Excerpt to read:
Last fall, Utqiaġvik’s whalers landed 19 bowheads by Oct. 23; this year’s fall harvest opened Sept. 21, and none have been captured since then.

Crews were still on the water Thursday, though, and some experts said there’s still time left in the season.

“It is not unusual for Barrow whalers to be hunting into the month of November,” Arnold Brower, executive director of the Alaska Eskimo Whaling Commission, said in an email, using the old name for the town before it was changed in 2016. He added: “Patience is usually the best strategy.”

Utqiagvik whalers stand on the ice during this year’s spring hunt, which still uses many traditional tools, including the sealskin boat, or umiak. (Photo by Ravenna Koenig/Alaska’s Energy Desk)

The bowhead whale hunt is an essential cultural and subsistence tradition for the Inupiat of Alaska’s North Slope. It dates back at least 1,500 years, and annual harvests can supply families with hundreds of pounds of meat. There are several dozen crews in Utqiagvik.

Directions:
**a.** In the article on Utqiaġvik's bowhead hunt, how many bowheads had the town's whalers landed by Oct. 23 last fall?
**b.** Continue the article on Utqiaġvik's bowhead hunt from where it stops.

Extracted data:
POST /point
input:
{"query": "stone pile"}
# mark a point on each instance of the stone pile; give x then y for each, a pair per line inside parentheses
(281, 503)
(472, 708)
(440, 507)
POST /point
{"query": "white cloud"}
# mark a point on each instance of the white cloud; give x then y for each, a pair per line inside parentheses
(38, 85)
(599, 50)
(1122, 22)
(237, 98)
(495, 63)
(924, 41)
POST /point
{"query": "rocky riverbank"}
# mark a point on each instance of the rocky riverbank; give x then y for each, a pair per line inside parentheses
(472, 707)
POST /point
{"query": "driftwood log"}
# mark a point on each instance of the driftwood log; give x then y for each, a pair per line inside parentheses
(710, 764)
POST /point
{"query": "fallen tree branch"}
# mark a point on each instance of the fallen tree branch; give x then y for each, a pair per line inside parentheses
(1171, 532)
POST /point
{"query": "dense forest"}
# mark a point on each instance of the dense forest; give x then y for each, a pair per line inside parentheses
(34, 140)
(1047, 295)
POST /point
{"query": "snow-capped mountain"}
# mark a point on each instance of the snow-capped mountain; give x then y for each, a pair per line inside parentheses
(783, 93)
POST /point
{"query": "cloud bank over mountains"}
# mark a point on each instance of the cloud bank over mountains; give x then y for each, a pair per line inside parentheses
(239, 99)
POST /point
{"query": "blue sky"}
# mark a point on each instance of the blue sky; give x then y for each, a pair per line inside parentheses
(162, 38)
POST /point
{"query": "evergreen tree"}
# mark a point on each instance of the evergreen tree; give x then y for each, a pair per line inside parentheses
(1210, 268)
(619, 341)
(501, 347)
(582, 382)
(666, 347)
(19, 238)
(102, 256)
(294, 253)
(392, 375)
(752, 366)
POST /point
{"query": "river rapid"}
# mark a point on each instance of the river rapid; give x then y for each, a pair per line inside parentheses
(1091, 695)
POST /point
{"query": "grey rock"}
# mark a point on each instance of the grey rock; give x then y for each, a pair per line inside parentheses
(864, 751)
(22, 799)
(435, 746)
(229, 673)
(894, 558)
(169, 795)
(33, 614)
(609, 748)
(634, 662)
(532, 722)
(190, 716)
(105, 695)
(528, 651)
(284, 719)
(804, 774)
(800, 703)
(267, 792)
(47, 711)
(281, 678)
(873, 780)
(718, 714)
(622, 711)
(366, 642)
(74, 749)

Outputs in order:
**a.** 19

**b.**
Other North Slope villages have had successful hunts this fall, east of Utqiaġvik in Kaktovik and Nuiqsut. But whalers haven’t even been spotting bowheads near Utqiaġvik, said Brower, a former president of the Barrow Whaling Captains Association.

“It is the way of our life, and it’s why we are who we are,” said Deano Olemaun, a top official at the North Slope Borough.

“They spotted some gray whales out there,” he said. “But no bowhead.”

The whalers’ experiences align with those of federal scientists, who flew in small planes this summer and fall doing aerial surveys of the Chukchi and Beaufort seas.

Megan Ferguson, a National Marine Fisheries Service research biologist, spent up to five hours at a time in the air, plotting whale sightings on a chart, as the plane flew in long lines about 20 miles apart, as far as 150 miles offshore.

Near Kaktovik, where whalers were successful, bowheads were observed farther offshore than in typical years. But there were also still “a good number of whales,” close to shore, Ferguson said.

But as the flights started moving west of Kaktovik, toward Utqiaġvik, “everything was shocking,” she said. The whales were far offshore compared to where scientists usually see them.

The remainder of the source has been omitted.